Görev Amacı: Çikolata çeşitlerini anlatan metni lütfen kaldığı yerden sürdürün.

Metin:
################
Çikolatanın temelde altı çeşidi bulunuyor.
Bitter çikolata: Yüzde 43’ün üzerinde kakao hamuru içerir. İdeal kakao oranı yüzde 50 ile 70 arasındadır.
Sütlü çikolata: En az yüzde 25 kakao hamuru ve yüzde 14 süt tozu içerir. İçeriğindeki süt, bu tür çikolataları ısıya çok duyarlı hale getirir, kolayca yanar ve pütürlü hale gelir.
Beyaz çikolata: İçinde kakao olmadığı düşünülse de beyaz çikolata kakao yağı, süt tozu ve şekerden oluşur.
Kaplama/kuvertür: Kaplamada kullanılan çikolata türüdür. Pastacılıkta, daha çok parça çikolata ve pralin üretiminde kullanılır.
################
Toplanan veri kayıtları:
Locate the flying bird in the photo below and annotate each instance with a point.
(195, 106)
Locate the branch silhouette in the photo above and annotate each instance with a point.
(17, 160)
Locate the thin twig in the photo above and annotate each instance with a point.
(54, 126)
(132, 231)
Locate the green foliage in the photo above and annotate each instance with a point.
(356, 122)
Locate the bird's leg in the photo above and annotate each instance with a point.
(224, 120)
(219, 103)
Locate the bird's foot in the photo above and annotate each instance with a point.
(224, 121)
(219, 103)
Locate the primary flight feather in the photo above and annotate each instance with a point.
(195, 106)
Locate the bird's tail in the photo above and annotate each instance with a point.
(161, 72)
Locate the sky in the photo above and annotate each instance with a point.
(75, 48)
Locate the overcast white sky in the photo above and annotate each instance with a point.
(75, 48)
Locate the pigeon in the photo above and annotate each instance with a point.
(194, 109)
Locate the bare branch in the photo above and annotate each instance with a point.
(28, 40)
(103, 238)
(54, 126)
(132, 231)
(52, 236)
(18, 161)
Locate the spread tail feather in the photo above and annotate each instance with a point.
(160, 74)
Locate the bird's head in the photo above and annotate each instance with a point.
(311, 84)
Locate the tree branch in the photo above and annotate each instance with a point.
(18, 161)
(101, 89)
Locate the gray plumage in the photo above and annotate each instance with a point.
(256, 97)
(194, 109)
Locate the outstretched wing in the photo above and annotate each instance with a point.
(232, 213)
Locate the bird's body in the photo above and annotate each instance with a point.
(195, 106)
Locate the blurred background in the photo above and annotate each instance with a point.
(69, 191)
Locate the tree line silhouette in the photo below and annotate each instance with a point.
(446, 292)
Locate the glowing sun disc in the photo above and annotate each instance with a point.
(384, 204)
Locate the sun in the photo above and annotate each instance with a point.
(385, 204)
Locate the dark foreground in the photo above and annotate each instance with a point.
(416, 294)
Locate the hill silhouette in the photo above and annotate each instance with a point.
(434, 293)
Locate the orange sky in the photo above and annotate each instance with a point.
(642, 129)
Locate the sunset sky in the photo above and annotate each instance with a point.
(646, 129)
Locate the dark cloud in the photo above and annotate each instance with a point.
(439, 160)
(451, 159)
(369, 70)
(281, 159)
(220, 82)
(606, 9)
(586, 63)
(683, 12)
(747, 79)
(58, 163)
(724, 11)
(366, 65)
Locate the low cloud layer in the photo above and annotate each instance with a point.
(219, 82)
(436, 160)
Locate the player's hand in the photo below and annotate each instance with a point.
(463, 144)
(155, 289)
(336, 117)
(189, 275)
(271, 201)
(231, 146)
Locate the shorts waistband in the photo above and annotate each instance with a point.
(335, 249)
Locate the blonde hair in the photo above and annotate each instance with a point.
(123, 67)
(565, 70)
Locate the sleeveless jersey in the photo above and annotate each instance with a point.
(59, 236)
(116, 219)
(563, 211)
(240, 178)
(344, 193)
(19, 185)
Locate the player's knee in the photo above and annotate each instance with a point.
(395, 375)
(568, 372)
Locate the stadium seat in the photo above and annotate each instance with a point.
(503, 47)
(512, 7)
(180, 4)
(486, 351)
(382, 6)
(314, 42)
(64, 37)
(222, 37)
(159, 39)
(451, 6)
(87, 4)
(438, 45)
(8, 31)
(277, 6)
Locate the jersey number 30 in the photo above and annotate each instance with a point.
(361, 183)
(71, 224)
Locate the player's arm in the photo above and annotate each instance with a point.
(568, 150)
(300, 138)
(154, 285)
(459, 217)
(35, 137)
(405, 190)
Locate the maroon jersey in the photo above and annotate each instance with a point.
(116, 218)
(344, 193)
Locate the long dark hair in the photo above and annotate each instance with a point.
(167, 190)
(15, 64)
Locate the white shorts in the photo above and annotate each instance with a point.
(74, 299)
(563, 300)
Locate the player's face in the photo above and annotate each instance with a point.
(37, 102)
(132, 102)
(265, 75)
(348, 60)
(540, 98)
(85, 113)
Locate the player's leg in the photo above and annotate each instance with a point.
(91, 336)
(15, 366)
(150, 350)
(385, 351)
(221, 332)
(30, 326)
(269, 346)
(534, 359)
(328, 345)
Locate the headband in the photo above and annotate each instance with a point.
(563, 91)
################
Alıştırma Yanıtı:
Dolgulu çikolata: Dışı sütlü, bitter ya da beyaz çikolatadan, içi akışkan dolgudan oluşur.
Pralin: Ürün ağırlığının en az yüzde 25’i bitter, sütlü, bol sütlü, beyaz çikolataların kombinasyonundan, karışımından veya herhangi birinden ya da dolgulu çikolatadan oluşan lokma büyüklüğündeki çikolatadır.